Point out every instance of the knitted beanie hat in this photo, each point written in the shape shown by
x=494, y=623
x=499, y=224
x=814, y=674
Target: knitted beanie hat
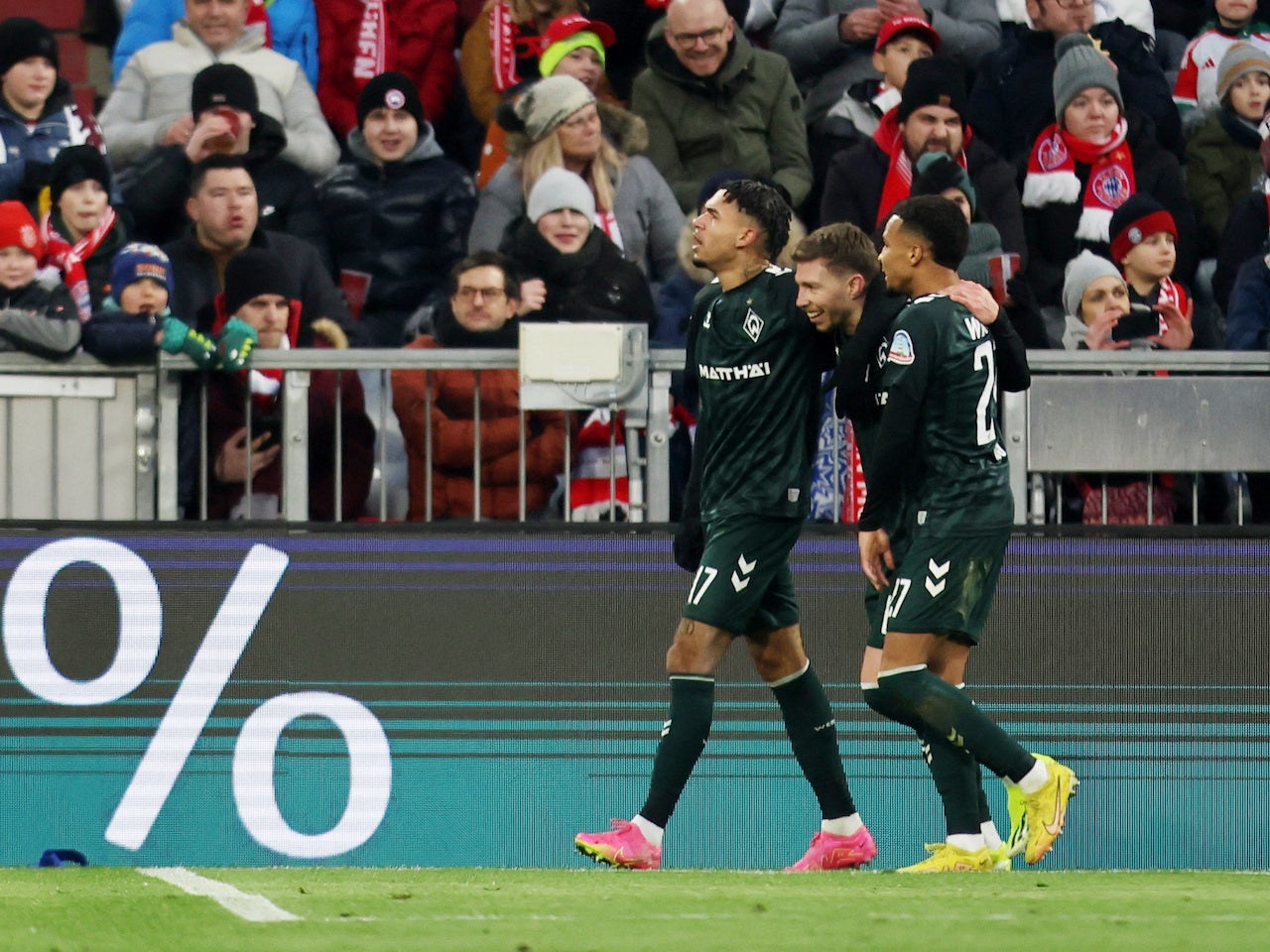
•••
- _Task details_:
Give the preceding data back exactly, minus every picture.

- _Result_:
Point out every instance of the knitted beanie hat in this photo, each point written in the shape shown by
x=494, y=623
x=499, y=224
x=814, y=674
Target: knitted beanie hat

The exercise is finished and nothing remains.